Reproduce each record exactly.

→ DATA SHOWN:
◇ ◇ ◇ ◇ ◇

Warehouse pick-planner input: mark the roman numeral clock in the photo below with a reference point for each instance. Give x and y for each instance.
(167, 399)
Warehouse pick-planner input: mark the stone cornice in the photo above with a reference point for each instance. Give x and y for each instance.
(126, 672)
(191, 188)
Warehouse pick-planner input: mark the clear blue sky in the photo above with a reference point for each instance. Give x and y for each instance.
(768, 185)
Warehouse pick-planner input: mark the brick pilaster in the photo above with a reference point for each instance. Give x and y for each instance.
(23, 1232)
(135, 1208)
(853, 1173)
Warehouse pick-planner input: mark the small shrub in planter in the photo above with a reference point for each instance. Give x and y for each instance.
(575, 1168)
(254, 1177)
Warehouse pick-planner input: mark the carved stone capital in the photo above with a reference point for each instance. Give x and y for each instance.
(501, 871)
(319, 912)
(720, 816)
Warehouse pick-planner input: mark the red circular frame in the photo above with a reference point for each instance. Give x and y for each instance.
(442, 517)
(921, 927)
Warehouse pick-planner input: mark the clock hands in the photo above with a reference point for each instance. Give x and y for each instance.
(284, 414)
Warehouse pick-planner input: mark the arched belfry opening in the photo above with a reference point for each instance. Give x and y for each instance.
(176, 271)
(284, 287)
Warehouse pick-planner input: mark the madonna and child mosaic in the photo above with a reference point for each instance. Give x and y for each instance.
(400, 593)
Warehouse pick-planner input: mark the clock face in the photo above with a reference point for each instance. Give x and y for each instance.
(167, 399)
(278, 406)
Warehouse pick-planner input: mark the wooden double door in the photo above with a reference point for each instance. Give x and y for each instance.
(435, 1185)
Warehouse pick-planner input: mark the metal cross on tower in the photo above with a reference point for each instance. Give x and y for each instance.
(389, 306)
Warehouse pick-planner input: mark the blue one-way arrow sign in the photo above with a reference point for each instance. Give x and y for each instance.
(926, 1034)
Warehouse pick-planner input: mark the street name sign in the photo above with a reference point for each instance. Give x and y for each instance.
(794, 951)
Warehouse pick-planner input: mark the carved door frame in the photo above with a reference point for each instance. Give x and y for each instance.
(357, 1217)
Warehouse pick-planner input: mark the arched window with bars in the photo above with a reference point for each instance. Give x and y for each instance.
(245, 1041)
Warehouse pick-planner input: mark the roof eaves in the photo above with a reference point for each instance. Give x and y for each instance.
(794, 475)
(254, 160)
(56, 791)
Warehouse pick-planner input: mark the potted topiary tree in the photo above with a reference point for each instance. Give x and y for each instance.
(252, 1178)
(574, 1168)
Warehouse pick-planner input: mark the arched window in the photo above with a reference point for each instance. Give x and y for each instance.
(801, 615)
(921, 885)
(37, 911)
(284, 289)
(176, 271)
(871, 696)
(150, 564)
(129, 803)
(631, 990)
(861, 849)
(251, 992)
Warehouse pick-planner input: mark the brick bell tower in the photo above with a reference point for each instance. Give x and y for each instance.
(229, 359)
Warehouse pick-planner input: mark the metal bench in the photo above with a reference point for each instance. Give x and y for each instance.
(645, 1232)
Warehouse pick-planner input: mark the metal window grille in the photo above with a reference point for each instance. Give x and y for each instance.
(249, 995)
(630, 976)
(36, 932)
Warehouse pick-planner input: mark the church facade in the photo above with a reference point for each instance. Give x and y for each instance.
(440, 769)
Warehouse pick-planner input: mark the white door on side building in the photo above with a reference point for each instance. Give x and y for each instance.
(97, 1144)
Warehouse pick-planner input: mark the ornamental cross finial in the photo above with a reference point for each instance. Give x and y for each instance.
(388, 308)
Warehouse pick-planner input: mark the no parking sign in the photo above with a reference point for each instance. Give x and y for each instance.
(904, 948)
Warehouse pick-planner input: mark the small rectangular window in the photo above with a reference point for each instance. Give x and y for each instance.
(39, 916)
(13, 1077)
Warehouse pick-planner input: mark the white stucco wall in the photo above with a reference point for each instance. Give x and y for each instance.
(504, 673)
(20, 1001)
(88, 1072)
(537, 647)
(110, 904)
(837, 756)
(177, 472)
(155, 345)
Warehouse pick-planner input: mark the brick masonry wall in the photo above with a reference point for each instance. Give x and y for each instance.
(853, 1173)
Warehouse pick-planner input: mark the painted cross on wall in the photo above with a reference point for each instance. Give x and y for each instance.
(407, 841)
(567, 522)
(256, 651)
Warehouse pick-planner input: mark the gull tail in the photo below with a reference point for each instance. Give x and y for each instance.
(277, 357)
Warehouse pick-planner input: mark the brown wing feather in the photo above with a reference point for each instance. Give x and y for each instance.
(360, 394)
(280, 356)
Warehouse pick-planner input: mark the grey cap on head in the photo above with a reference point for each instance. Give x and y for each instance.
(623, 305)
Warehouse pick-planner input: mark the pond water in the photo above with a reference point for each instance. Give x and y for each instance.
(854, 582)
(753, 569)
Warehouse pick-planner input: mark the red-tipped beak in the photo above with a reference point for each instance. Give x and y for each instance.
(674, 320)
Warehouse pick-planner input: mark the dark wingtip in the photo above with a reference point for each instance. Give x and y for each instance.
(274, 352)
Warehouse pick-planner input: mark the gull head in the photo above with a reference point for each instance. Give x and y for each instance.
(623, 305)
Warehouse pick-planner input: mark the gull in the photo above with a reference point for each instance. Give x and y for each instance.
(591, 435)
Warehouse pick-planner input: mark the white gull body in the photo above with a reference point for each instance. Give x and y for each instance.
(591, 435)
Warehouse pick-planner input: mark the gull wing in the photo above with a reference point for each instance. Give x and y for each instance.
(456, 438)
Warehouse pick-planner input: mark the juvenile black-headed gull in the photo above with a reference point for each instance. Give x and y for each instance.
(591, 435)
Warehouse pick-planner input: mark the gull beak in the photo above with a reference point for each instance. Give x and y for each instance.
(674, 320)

◇ ◇ ◇ ◇ ◇

→ RESULT OF THE EXERCISE:
Warehouse pick-planner input: mark the roman numeral clock in the photo below with a reference point for each instance. Give x and y for each instance.
(167, 399)
Warehouse pick-planner input: mark the stone cornice in the photo above with a reference point for each instance. Give x and y for each instance.
(126, 672)
(191, 188)
Warehouse pick-planner input: mark the clear blue sky in the photo above with a reference point for each instance. Give x and y for each instance.
(768, 185)
Warehouse pick-planner input: mark the brick pilaster in the photo above with a reference point for each instance. Give x and y for each instance.
(23, 1232)
(135, 1208)
(853, 1173)
Warehouse pick-planner input: mark the small shrub in planter in the photo above with a reference point for each instance. Give x and y for each instance.
(575, 1168)
(254, 1177)
Warehouse pick-planner input: mark the carved stone capital in the photo above with a reference point for each instance. Give x and y for each instance.
(501, 871)
(319, 912)
(720, 816)
Warehouse pick-planner input: mark the red circular frame in the photo above with a reference point for each instance. Give x and y for each instance.
(442, 517)
(921, 927)
Warehouse pick-planner input: mark the clock hands in the photo above with a reference point for each instance. Give x and y for each instance.
(284, 414)
Warehouse pick-planner input: mark the arched belfry opening in the photo above with a reference point for each instance. Give x and y for each instance.
(176, 271)
(284, 287)
Warehouse pick-planner input: mark the madonna and child mosaic in the photo above with a reference point for each instance. Give x and y for each instance.
(400, 593)
Warehouse pick-planner input: mark the clock face in the photo above with a reference point for each instance. Give x and y for each instance.
(167, 399)
(278, 406)
Warehouse pick-planner input: mark the wooden double door in the photo above with a reference point for each instance. Give x and y for each instance.
(435, 1185)
Warehouse pick-planner input: mark the metal cross on tower in the photo above with a reference point for each instance. Give x and y for each instance.
(389, 306)
Warehouse pick-planner input: mark the blue one-way arrow sign in the photo above with a reference point for each instance. Give x and y for each instance.
(926, 1034)
Warehouse pick-planner input: mark the street name sign in the photo above with a reference point for each instance. Give x and y for each instance.
(794, 951)
Warehouse pick-planner input: mark the carved door frame in the photo above with a reference point for each instance. Give x and y for each instance.
(357, 1217)
Warehouse pick-planner input: mark the arched window with bars in the photo above with a reference point for each instance. Give x and y for each instance.
(245, 1041)
Warehouse pick-planner input: mark the roof eaves in the photo above with a reference point for each instance. Give x and y for each instance.
(794, 475)
(254, 160)
(56, 791)
Warehouse pick-planner input: mark the potted topiary tree in the photo above with a reference point for each instance. Give x and y for each instance.
(252, 1178)
(574, 1168)
Warehouse pick-planner input: mark the arched window in the photo above with a reference point for each instance. Give x and y for each instance.
(801, 615)
(921, 885)
(37, 911)
(284, 289)
(176, 271)
(871, 696)
(150, 564)
(129, 803)
(631, 990)
(861, 849)
(251, 992)
Warehouse pick-planner input: mark the brick bell tower in the photo above with a reference point for each instance. Give x and y for each instance.
(229, 359)
Warehouse pick-planner input: mark the metal bench in the photo above with a reference point for each instance. Give x and y for each instance.
(645, 1232)
Warehouse pick-planner input: mark the metal window grille in the photo above with a reference point for each instance. Give x and y for each instance.
(249, 995)
(630, 976)
(36, 932)
Warehouse pick-planner input: mark the church facade in the photo above with a reference point for each instance. Give x and y for each instance.
(440, 769)
Warehouse pick-planner input: mark the white door on side building in the photo above with a reference point for each instance. Give x and y for each instance.
(97, 1144)
Warehouse pick-planner input: mark the ornamental cross finial in the photo above with a reference point for each instance. Give x and y for each instance.
(388, 308)
Warehouse pick-planner input: mark the no parking sign in the photo above with a reference point for each instance. Give x and y for each instance.
(904, 948)
Warehouse pick-planner input: mark the small rectangular window in the photo above with a reference point for each instance. Give x and y for each instance.
(39, 916)
(13, 1077)
Warehouse pick-planner input: mark the white stucco wall in the photo above with a reference point for each instance. Give x and y for each instance.
(504, 673)
(20, 1001)
(88, 1072)
(537, 647)
(110, 904)
(837, 756)
(177, 472)
(155, 345)
Warehouse pick-planner input: mark the brick masonry wall in the photo above with a reference point for each instance. Give x and y for each instance.
(853, 1173)
Warehouse pick-planner input: mark the painted cross on wall in the photo above with a reference point for each instance. Give x and y for each instance.
(407, 841)
(567, 522)
(256, 651)
Warehouse pick-planner input: mark the gull tail in the photo below with a reference point for each instance. Give x and y for each instance.
(277, 357)
Warehouse pick-planner input: mark the brown wing feather in the photo above with a reference point for each instance. Give x and y for each instance.
(360, 394)
(280, 356)
Warehouse pick-planner input: mark the grey cap on head in the photo above with a reference point for each instance. Give x and y for each instance.
(623, 305)
Warehouse pick-planner input: mark the pond water in the photo above with a reference point for each instance. Give x and y for each instance.
(854, 582)
(753, 569)
Warehouse pick-planner input: mark the red-tipped beak in the photo above with a reference point for each instance. Give x and y for each instance.
(674, 320)
Warehouse pick-planner input: mark the dark wingtip in the photo above with a reference point for each instance. Give x and y for each instance.
(274, 352)
Warehouse pick-planner input: mark the gull head in the photo above with a reference point for each instance. Give x and y for each instance.
(623, 305)
Warehouse pick-planner input: mark the gull in the photo above with a reference point for each instance. Give x and y for each instance.
(591, 435)
Warehouse pick-planner input: mark the white gull body in the photo above with a reference point for each instance. Give x and y for each instance.
(591, 435)
Warehouse pick-planner input: mark the gull wing in the photo above with a reference point for each instance. Give x and y for each instance.
(456, 438)
Warehouse pick-planner input: mark the juvenile black-headed gull in the photo above with a reference point for each instance. Give x and y for each instance.
(591, 435)
Warehouse pick-planner input: mark the gull beak in the photo above with a reference point for each instance. Give x and y for each instance.
(674, 320)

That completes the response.